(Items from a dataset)

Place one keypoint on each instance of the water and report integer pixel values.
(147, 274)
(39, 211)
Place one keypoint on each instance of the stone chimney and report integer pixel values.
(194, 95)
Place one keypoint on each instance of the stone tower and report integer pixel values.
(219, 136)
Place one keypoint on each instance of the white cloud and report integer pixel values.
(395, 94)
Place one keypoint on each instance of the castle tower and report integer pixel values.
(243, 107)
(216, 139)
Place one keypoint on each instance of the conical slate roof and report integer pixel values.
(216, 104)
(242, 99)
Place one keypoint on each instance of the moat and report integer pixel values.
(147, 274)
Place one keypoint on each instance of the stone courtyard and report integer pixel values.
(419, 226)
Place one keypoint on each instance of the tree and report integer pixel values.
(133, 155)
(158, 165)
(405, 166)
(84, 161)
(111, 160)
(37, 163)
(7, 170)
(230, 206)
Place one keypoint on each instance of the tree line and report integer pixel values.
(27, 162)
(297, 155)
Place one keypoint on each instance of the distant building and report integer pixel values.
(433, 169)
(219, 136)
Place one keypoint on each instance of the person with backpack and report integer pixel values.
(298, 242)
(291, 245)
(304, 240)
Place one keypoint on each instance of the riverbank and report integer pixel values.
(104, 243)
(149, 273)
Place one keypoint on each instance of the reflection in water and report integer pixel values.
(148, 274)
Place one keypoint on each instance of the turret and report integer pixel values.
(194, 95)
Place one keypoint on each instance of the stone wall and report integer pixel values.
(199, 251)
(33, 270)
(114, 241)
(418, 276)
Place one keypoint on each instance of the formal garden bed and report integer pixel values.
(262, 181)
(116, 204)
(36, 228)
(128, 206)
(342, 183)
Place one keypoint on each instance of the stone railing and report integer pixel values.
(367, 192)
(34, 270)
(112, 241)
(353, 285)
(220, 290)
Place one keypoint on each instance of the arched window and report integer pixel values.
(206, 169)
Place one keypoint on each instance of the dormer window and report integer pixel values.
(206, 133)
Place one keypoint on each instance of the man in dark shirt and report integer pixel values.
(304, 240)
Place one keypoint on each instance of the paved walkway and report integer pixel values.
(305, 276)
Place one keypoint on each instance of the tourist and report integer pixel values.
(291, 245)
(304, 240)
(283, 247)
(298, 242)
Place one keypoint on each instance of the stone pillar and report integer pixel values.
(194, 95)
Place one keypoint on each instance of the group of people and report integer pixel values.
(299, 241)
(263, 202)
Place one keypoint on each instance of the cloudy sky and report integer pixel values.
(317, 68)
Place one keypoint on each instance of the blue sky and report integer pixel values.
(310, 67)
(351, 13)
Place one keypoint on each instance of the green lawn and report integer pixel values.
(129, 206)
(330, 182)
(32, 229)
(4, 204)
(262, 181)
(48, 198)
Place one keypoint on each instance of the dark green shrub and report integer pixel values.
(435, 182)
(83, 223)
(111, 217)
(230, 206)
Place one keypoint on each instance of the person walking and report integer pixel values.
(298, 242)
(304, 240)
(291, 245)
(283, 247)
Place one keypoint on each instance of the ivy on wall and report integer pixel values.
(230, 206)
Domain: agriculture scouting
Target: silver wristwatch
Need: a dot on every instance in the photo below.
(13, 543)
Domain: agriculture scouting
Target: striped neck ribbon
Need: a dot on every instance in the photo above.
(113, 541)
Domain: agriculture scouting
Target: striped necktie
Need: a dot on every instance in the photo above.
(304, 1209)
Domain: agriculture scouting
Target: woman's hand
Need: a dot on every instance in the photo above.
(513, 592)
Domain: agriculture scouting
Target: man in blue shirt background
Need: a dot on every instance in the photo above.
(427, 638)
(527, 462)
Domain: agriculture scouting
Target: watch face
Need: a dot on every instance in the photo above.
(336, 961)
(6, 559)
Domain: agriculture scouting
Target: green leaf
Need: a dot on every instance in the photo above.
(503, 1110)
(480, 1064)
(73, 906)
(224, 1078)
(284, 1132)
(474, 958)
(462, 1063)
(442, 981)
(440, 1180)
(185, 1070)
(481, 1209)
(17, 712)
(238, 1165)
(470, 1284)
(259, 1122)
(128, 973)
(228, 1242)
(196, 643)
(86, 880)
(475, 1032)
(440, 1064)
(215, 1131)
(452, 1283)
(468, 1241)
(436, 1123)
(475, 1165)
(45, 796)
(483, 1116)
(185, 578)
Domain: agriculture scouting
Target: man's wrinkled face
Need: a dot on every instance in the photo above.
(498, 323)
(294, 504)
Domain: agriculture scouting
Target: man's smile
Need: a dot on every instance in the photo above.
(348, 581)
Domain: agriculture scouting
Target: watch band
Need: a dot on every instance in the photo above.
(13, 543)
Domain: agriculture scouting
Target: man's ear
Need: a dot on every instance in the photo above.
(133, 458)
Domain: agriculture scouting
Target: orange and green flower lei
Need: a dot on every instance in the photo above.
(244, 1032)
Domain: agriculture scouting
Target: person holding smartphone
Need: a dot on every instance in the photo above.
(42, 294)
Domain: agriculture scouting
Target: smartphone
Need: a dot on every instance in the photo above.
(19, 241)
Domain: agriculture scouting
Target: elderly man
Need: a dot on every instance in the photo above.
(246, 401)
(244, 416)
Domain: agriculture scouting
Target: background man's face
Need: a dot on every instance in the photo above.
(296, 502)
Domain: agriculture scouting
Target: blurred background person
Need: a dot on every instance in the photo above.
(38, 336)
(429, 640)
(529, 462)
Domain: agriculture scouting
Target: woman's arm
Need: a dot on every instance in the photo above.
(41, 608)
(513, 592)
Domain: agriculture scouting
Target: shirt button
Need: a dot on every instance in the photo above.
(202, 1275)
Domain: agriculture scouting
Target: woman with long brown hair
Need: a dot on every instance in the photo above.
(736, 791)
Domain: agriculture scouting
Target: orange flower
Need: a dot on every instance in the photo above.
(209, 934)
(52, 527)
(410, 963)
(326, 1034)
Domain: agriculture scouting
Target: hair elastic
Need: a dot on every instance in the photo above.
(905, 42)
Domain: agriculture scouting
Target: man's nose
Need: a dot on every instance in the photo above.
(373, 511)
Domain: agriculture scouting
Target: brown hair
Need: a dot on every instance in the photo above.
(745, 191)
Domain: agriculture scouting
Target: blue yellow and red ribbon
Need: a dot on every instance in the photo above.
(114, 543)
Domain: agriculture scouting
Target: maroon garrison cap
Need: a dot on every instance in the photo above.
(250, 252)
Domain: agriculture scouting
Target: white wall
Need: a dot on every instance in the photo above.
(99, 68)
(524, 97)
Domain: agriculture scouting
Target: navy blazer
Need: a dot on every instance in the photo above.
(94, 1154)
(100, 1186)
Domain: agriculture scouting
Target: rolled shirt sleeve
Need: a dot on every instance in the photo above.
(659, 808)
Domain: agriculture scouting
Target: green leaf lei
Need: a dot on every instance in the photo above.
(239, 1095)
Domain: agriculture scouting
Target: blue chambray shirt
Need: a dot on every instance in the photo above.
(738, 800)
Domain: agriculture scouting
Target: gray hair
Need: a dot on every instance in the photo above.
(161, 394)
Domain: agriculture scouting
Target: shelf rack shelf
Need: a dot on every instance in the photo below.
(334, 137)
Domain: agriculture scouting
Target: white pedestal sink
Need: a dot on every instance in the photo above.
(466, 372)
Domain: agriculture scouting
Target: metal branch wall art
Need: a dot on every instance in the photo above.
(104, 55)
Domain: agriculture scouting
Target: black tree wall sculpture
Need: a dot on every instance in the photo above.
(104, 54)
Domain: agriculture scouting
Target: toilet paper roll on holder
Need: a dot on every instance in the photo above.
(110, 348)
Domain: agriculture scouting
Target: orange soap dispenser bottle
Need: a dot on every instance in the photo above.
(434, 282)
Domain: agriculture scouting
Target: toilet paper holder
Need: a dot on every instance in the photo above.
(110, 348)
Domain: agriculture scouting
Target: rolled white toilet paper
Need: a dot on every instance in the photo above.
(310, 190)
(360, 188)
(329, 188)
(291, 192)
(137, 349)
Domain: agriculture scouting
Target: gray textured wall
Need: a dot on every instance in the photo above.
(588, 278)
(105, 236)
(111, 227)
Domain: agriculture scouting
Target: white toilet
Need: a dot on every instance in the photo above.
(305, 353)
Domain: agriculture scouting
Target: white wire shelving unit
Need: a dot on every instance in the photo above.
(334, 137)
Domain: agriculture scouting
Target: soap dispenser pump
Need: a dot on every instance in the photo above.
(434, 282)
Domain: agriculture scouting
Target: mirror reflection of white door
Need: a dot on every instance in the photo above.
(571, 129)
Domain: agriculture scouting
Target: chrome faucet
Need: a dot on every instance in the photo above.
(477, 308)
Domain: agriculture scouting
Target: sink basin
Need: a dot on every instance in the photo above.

* [Exercise instructions]: Count the lines above holding "woman". Give only the number.

* [Finished task]: 3